[Opening RECORDS section]
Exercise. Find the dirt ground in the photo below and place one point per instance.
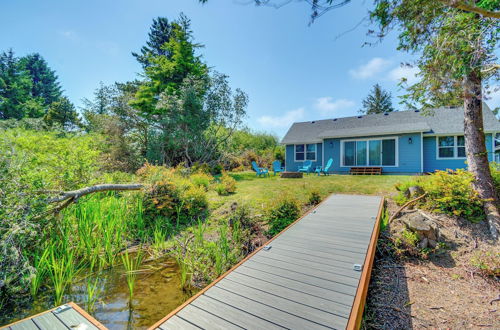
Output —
(443, 291)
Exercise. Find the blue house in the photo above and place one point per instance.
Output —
(402, 142)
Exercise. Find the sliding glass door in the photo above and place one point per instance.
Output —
(369, 152)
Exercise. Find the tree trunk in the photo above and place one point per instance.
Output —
(475, 146)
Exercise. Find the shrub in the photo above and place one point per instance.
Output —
(448, 192)
(178, 201)
(201, 180)
(282, 212)
(195, 202)
(452, 193)
(226, 186)
(151, 173)
(314, 197)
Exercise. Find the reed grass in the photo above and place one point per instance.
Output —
(131, 265)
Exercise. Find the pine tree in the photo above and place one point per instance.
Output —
(15, 86)
(44, 80)
(378, 101)
(62, 112)
(159, 35)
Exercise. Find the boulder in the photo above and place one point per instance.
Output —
(425, 228)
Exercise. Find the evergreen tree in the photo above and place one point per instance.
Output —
(44, 80)
(62, 112)
(378, 101)
(15, 86)
(159, 35)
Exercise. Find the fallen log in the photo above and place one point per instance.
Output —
(405, 205)
(65, 198)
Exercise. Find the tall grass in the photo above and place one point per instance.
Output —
(131, 265)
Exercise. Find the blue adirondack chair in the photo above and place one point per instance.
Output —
(306, 167)
(259, 170)
(277, 167)
(325, 170)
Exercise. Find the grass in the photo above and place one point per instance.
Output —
(258, 191)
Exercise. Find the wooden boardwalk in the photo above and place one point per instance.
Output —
(313, 275)
(65, 317)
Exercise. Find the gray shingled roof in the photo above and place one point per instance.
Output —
(438, 121)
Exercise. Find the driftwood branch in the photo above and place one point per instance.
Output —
(405, 205)
(75, 194)
(65, 198)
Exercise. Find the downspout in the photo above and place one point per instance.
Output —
(421, 152)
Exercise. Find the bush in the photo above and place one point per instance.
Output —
(178, 201)
(195, 202)
(452, 193)
(448, 192)
(226, 186)
(314, 197)
(282, 212)
(201, 180)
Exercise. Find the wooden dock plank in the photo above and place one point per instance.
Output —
(27, 325)
(262, 310)
(176, 323)
(298, 296)
(240, 317)
(305, 279)
(204, 319)
(309, 268)
(306, 285)
(73, 319)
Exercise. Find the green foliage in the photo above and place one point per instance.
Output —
(453, 43)
(174, 199)
(410, 238)
(226, 186)
(44, 80)
(62, 112)
(487, 262)
(448, 192)
(282, 212)
(314, 197)
(378, 101)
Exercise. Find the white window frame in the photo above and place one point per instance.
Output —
(368, 151)
(305, 152)
(455, 148)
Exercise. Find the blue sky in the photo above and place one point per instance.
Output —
(291, 71)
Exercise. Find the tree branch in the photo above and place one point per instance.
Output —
(463, 5)
(491, 67)
(75, 194)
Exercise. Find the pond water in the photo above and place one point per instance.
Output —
(157, 292)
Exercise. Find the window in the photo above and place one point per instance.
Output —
(451, 147)
(305, 152)
(369, 152)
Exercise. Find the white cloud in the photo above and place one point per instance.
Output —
(282, 121)
(370, 69)
(404, 71)
(327, 106)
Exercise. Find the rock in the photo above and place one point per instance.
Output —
(423, 243)
(421, 225)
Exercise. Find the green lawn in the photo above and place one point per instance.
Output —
(259, 191)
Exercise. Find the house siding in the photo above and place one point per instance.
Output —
(431, 163)
(292, 166)
(409, 154)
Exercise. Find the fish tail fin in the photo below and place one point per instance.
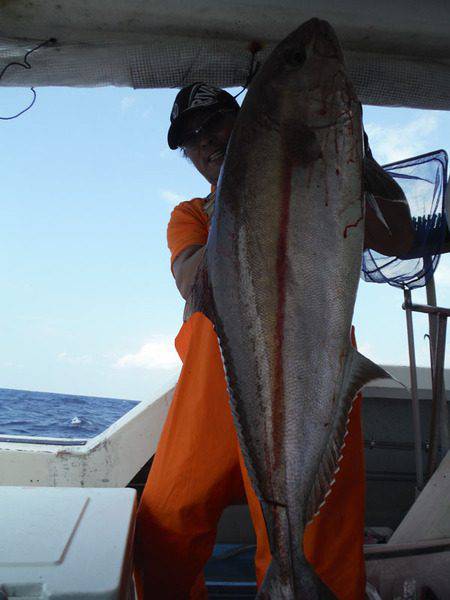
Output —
(358, 371)
(303, 583)
(289, 576)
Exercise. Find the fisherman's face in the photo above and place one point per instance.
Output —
(204, 140)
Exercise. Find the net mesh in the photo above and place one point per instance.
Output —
(423, 180)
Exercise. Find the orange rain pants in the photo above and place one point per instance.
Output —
(198, 471)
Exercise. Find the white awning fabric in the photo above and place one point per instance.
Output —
(397, 52)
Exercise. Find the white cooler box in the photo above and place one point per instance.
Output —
(66, 543)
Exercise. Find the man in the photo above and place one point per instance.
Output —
(198, 469)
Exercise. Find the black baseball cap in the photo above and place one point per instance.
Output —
(191, 98)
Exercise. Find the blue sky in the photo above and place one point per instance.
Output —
(87, 184)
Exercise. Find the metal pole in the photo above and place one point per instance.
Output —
(438, 410)
(432, 319)
(440, 384)
(414, 394)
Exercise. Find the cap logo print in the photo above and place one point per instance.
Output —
(203, 96)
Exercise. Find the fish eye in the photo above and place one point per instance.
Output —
(297, 57)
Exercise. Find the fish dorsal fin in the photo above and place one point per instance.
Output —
(358, 370)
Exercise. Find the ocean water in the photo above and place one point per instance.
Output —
(58, 415)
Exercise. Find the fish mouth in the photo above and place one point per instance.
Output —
(217, 155)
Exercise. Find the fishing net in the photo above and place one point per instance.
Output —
(423, 180)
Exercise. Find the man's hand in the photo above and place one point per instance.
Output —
(185, 267)
(397, 238)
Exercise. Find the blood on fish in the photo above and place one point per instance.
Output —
(278, 412)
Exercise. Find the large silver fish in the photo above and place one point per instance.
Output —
(283, 261)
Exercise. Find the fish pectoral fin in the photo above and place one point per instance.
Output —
(200, 299)
(301, 143)
(358, 370)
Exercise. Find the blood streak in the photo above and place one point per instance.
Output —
(350, 225)
(278, 392)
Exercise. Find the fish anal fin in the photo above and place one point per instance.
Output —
(358, 371)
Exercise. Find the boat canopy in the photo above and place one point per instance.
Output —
(397, 52)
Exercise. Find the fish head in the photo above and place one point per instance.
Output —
(305, 78)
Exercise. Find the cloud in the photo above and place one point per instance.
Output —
(390, 144)
(158, 353)
(127, 102)
(171, 198)
(82, 359)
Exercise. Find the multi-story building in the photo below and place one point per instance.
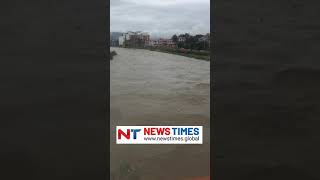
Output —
(134, 39)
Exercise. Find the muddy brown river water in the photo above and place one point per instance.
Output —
(153, 88)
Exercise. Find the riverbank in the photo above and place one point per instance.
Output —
(153, 88)
(201, 55)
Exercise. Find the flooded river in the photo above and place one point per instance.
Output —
(154, 88)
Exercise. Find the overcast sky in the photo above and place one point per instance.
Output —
(161, 18)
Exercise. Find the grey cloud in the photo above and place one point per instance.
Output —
(161, 18)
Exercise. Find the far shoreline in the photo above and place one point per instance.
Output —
(190, 54)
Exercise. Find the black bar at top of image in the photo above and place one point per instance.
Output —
(266, 90)
(54, 90)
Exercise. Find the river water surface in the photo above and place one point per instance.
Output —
(154, 88)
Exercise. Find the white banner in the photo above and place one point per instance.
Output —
(159, 135)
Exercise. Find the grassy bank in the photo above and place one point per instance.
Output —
(203, 55)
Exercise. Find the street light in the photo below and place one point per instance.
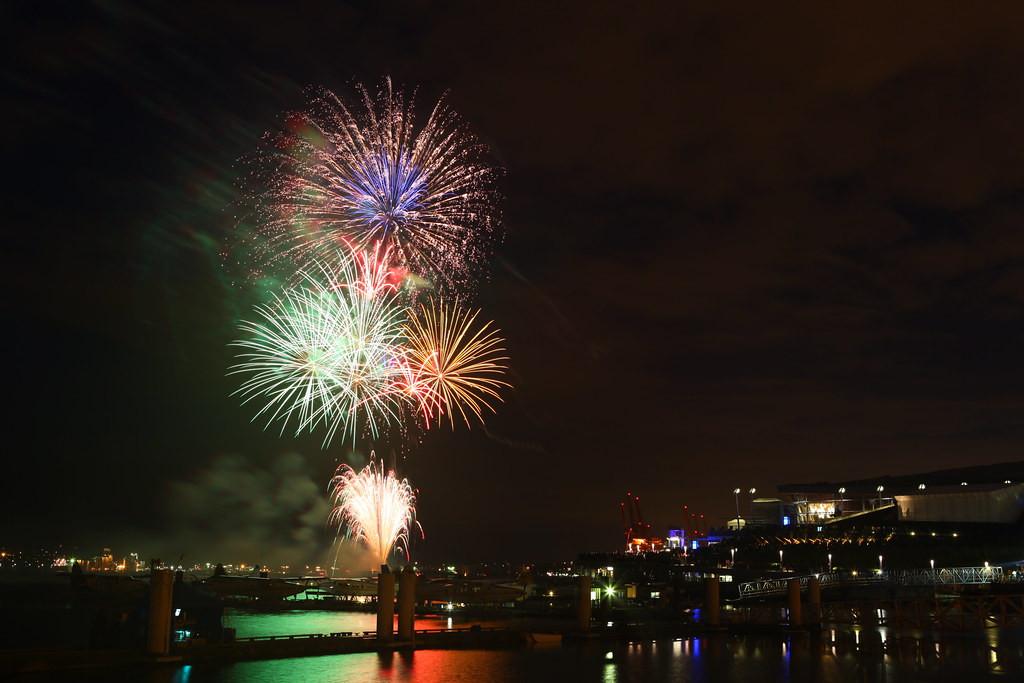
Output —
(736, 494)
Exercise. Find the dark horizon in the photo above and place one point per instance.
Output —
(741, 249)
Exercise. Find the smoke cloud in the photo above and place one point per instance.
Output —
(240, 509)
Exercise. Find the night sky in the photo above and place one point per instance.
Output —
(742, 248)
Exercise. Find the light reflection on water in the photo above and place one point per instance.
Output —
(838, 653)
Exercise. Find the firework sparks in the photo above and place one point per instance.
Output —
(457, 365)
(374, 508)
(327, 352)
(370, 175)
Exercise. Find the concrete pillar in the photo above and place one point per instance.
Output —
(713, 605)
(794, 602)
(407, 604)
(814, 600)
(158, 636)
(583, 603)
(385, 605)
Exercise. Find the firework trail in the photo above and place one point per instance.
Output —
(374, 508)
(328, 352)
(457, 364)
(368, 174)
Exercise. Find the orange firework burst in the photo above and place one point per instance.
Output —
(455, 365)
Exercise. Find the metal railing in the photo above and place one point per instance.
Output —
(366, 634)
(945, 575)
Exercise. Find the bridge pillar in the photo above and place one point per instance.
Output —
(385, 605)
(713, 605)
(407, 604)
(813, 600)
(158, 636)
(583, 603)
(793, 587)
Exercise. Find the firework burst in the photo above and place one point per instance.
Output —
(369, 174)
(328, 352)
(456, 364)
(374, 508)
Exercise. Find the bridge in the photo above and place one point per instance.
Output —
(944, 577)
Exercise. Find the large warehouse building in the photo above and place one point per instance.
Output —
(986, 494)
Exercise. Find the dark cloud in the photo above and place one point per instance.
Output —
(743, 247)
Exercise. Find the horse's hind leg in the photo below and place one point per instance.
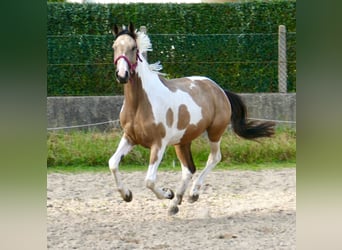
[Closing RECORDS section]
> [GOAL OF THE EXERCISE] All that belongs in the answer is the run of lines above from the line containing "Exercise. Find the shrub" through the line containing "Exercise. Find the tall", exactly as written.

> [SOLUTION TO THIS TASK]
Exercise. Find the shrub in the photo above and place one point per instance.
Output —
(448, 192)
(178, 201)
(201, 180)
(282, 212)
(195, 202)
(452, 193)
(226, 186)
(151, 173)
(314, 197)
Exercise. Find the reed grass in the photo above and place one point per instance.
Output —
(131, 265)
Exercise. Find the pine tree in the photo above and place one point per instance.
Output —
(15, 86)
(44, 80)
(378, 101)
(62, 112)
(159, 35)
Exercise. Find the boulder in the photo above and place one point per instance.
Output —
(425, 228)
Exercise. Find the evergreen tree in the photo above and place one point per instance.
Output —
(44, 80)
(62, 112)
(378, 101)
(15, 86)
(159, 35)
Exercise. Find the fallen log in the photo above and place one point per instance.
Output —
(405, 205)
(65, 198)
Exercise. Find the tall grass in the photo above and place one point per instance.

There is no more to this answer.